Cosa fare
(a) Quali nomi propri compaiono nel testo selezionato? Elencali tutti, inclusi titoli e nomi di premi.
(b) Secondo il testo selezionato, su quale palco La Contrada ha ospitato lo spettacolo a Trieste?

Testo selezionato
______

Sono passati dieci anni da quando “La merda” irruppe nel panorama teatrale, trionfando al Fringe Festival sia come miglior spettacolo che come “Stage Award for Acting Excellence” per l’eccezionale performance di Silvia Gallerano.

Dopo tutti questi anni il testo di Cristian Ceresoli arriva finalmente anche a Trieste grazie a La Contrada, che ha ospitato il suo flusso di coscienza sulla condizione umana sul palco del Teatro Bobbio. E diciamolo subito: non ha perso nulla della sua forza iniziale. Forse perché va a toccare tasti suonati talmente tante volte e così pesantemente nella nostra epoca da essersi profondamente radicati nell’essere umano contemporaneo, tanto da far risuonare in ciascuno gli stati d’animo fatti provare -magistralmente- da Silvia Gallerano.

Ma andiamo con ordine.

______

Materiale fornito

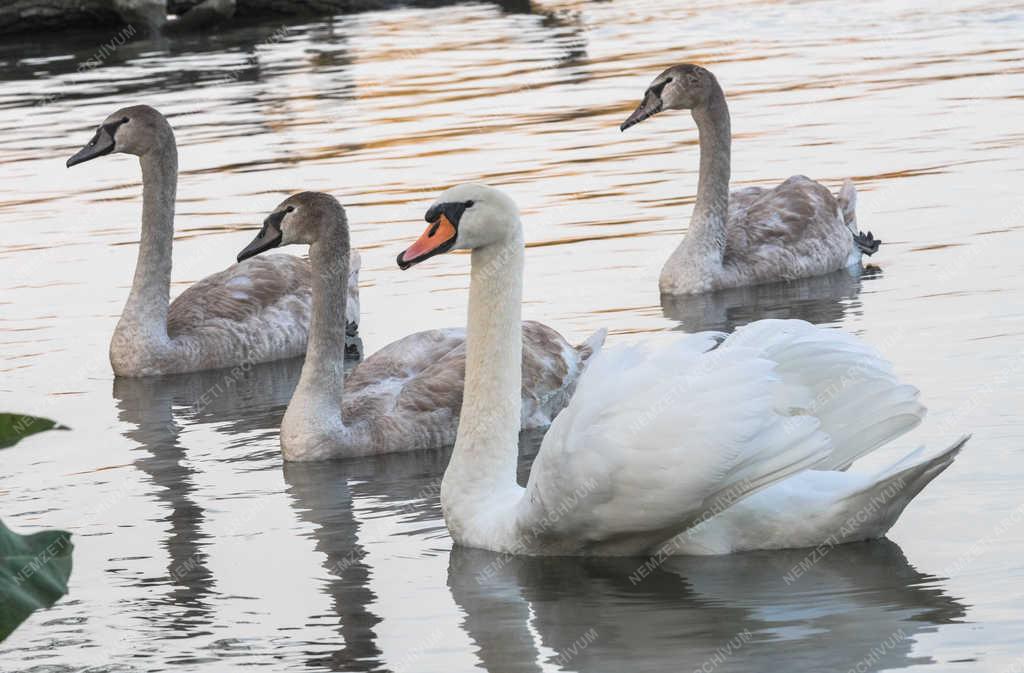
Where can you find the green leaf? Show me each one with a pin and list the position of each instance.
(34, 572)
(14, 427)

______

Soluzioni degli esercizi
(a) La merda, Fringe Festival, Stage Award for Acting Excellence, Silvia Gallerano, Cristian Ceresoli, Trieste, La Contrada, Teatro Bobbio

(b) Sul palco del Teatro Bobbio.